# Consignas de trabajo
A – Según el texto sobre la muerte de Aute, ¿desde hace cuánto tiempo la enfermedad lo tenía postrado en una cama?
B – Reanuda el texto sobre la muerte de Aute a partir de su última oración.

───── Extracto del documento ─────

Muerte paranoica, estrecha, entrometida / Muerte que no mueres, en tanto que haya vida. / Muerte parto inverso, partida mal parida / Mala muerte tengas ¡ay!… / ay muerte de mi vida.
Luis Eduardo Aute
La mala muerte se ha llevado a Aute. Lo había arrebatado a plazos desde hace cuatro años, cuando lo dejó varado en una cama, con su mayor tesoro -su cabeza de juglar-, hibernando a la espera de una primavera que lo despertara. La primavera llegó, pero tan esquiva para él, que esta primavera de 2020 no le floreció. Se quejaba otro poeta, Joaquín Sabina: “Quién me ha robado el mes de abril”. Pero no nos lo ha robado nadie, que está aquí, preñado de angustia, agonía, … y esperanza. En esta primavera de flores y virus florecidos como amapolas, de nostalgias y series televisivas, de angustia y deseo de vivir, de sobrevivir, Luis Eduardo se ha llevado las rosas y nos ha dejado el mar, solo, monótono, infinito casi, para que viéndolo reflexionemos sobre la levedad de nuestra existencia y la necesidad de coexistir.
Aute tenía 76 años y técnicamente no era un viejo. Pero si la enfermedad no lo hubiera visitado unos años antes, amarrándolo a una cama sin esperanza de vida digna, las estadísticas lo hubieran depositado en el nicho de población vulnerable al maldito virus. Porque no olvidemos que cuando esta peste asomó el hocico por Oriente, el mantra científico que trataba de tranquilizar a algunos, y solo tranquilizaba a los desaprensivos, era que se cebaba en “los viejos”. Las estadísticas demuestran lo que se dice en La Celestina: “Nadie es tan joven que no se pueda morir mañana, ni tan joven que no pueda vivir un día más”. Y ahí estamos todos, jóvenes y viejos, sorteando la amenaza.

───── Datos proporcionados ─────

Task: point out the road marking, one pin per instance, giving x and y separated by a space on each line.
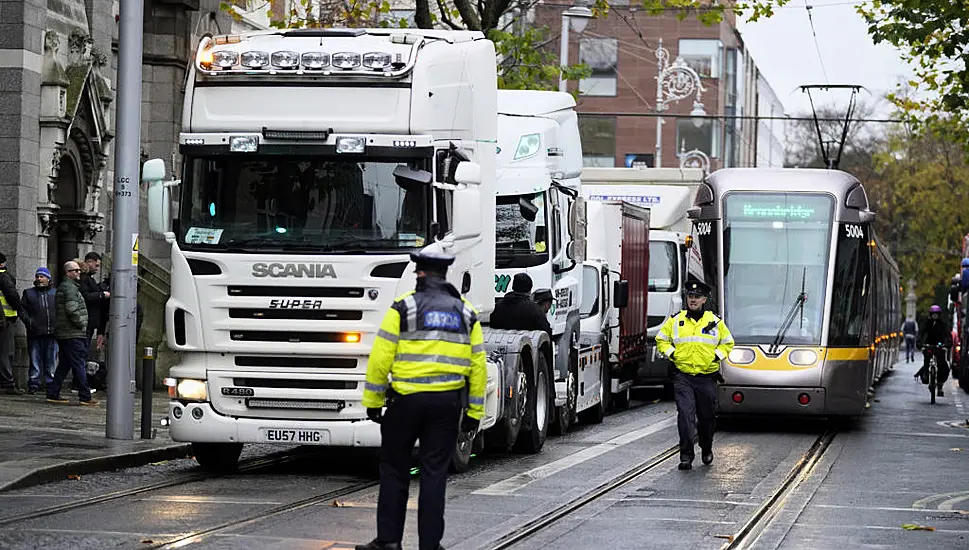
946 500
523 479
205 500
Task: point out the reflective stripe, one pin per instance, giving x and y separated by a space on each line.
431 379
387 336
695 339
427 358
439 335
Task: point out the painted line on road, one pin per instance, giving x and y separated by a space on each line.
205 500
886 508
516 482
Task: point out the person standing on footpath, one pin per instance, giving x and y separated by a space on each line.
10 304
40 316
696 341
71 331
431 347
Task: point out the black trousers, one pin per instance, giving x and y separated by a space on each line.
434 418
696 402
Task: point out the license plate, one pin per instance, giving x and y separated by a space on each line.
302 437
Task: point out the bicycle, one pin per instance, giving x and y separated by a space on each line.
931 377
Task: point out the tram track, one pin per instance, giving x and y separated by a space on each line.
747 533
245 466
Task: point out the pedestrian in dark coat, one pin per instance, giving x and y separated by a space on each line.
517 311
39 313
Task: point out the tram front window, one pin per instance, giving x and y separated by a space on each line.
775 245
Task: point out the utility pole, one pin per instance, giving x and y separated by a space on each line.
124 245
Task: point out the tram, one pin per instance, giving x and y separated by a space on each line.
811 296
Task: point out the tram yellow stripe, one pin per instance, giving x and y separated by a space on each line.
847 354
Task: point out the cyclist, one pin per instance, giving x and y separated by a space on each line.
935 332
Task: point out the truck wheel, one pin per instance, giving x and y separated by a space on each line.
461 460
534 427
565 415
596 414
217 457
501 437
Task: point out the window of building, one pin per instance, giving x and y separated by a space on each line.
601 55
705 137
598 135
702 55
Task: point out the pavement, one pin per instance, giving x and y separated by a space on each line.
42 442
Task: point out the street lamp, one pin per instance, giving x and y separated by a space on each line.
578 17
674 82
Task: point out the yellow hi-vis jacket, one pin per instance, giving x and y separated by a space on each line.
699 346
429 340
7 307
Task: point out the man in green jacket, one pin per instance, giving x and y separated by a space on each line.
71 332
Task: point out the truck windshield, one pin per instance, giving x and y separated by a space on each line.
663 266
308 204
521 242
773 244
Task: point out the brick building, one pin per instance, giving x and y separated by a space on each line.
617 103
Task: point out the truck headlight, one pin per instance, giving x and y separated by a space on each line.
187 389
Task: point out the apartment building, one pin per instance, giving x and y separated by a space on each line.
617 103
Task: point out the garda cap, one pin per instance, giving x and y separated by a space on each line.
426 260
697 288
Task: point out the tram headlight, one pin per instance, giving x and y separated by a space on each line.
803 357
741 356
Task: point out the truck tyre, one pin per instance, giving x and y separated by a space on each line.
596 414
501 437
217 457
461 460
538 408
565 415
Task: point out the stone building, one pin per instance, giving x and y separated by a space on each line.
58 82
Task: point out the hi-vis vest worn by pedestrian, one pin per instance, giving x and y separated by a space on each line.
428 341
699 345
8 310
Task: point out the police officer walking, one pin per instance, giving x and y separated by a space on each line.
431 346
696 341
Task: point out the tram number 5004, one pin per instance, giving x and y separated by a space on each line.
854 231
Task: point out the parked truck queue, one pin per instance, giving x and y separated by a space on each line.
315 161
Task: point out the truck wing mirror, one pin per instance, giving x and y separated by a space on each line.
528 210
407 177
620 294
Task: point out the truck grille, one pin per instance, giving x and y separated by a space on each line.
286 336
296 291
295 362
303 314
298 383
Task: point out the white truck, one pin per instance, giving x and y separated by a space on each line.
615 296
540 230
313 162
668 193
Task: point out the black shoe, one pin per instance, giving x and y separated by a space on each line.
376 544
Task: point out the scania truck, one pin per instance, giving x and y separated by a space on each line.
313 162
668 193
541 230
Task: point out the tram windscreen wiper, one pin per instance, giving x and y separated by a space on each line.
796 309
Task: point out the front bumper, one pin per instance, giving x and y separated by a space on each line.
199 422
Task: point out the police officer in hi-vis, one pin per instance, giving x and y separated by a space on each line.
696 341
429 346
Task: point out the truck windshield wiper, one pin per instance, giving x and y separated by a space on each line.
798 308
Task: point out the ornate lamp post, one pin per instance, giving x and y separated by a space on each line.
577 17
675 82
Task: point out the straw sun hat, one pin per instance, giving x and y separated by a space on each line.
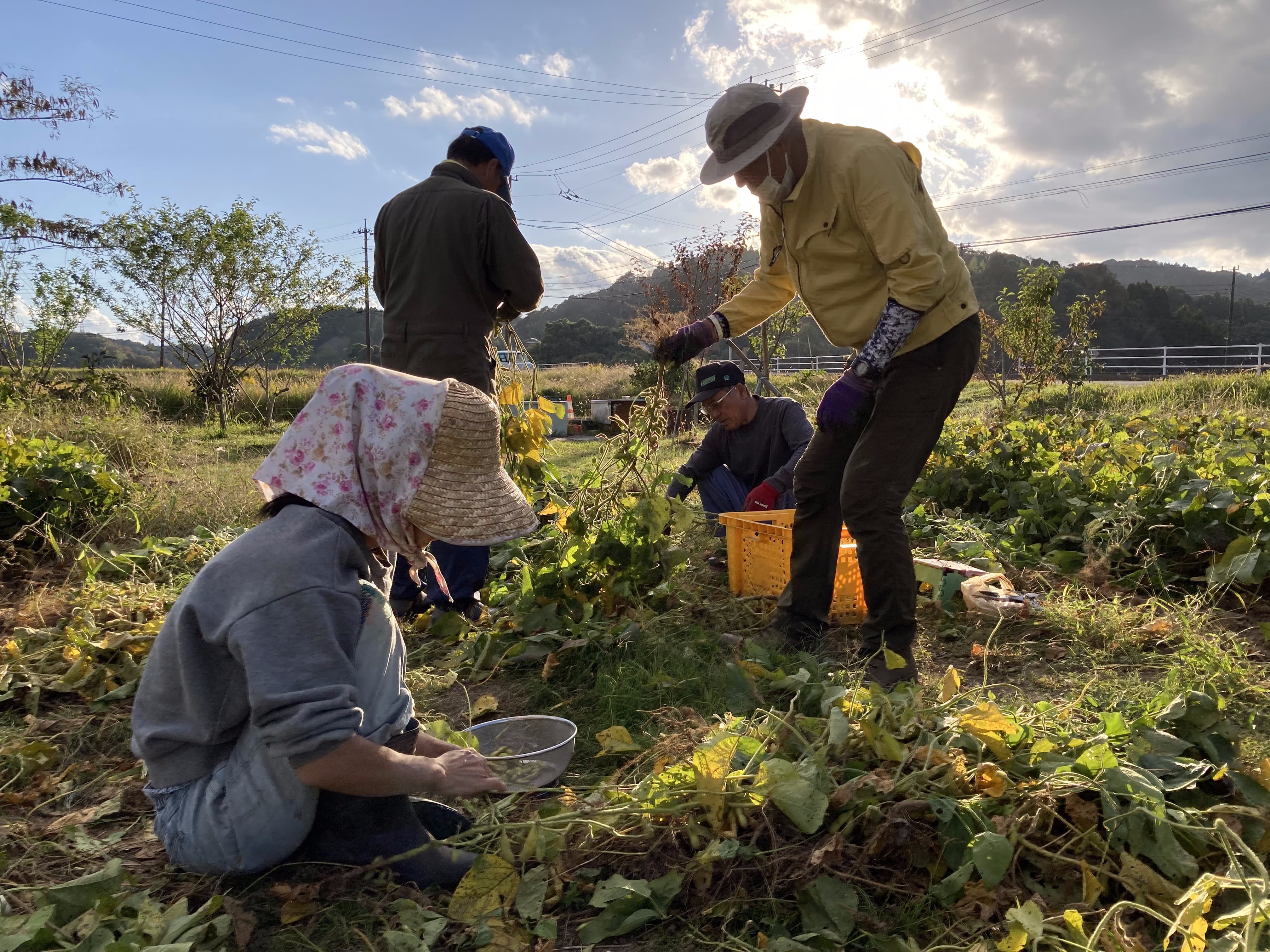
466 498
743 124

─────

# Respuestas por ítem
A – Desde hace cuatro años.

B –
Luego vendrían los terribles datos de muertes en las Residencias de mayores y empezamos todos a humanizarnos; quizá porque pensando en que estamos más cerca de ese retiro que de nuestro nacimiento, concluimos que ese no es final para nuestros mayores. No es que estemos en contra de ese purgatorio en vida, no hay otra solución en esta moderna vida de progreso y de despego, pero, precisamente por eso, deseamos lo mejor para esas casas de acogida final.Para cuando todo esto pase, que pasará, veremos que ese holocausto no era final para nuestros mayores, ni para nosotros. Nuestros futuros representantes biológicos, podrán decir –emulando a Monterroso–: Cuando despertó el coronavirus el siguiente otoño, nuestros antecesores seguían allí. Nuestros mayores vienen, como poco, de una posguerra dura y de muchos años de templanza para sacar adelante este país. Luchadores, héroes de verdad, no como decimos serlo nosotros ahora, con la nevera llena, Netflix en la tele y Amazon llamando a la puerta, no se merecen un final deshumanizado, ni mucho menos un desarraigo en la sala de espera. Como sociedad les debemos mucho. Tanto, que la estadística del paro, que conocimos hace tres días, solo reflejó la devastadora muerte de los empleos (de los “jóvenes”, de nuevo), pero no que, por primera vez en nuestra historia, 8.300 pensionistas habían causado baja “forzada” en la Seguridad Social en pocos días. España, y las sociedades ecuménicas a las que el virus ha castigado su modo de vida desatento, no eran países para viejos; eran países para efímeros engreídos. Seguro que Aute haría una canción para esos viejos y jóvenes que se han ido sin decir adiós; y para los que queden. Y en ella dejaría recomendado, como una letanía, que cuando salgamos de esto no se olvide nadie de que siguen existiendo los científicos, los hospitales, los centros de salud, los médicos, … y los enfermos.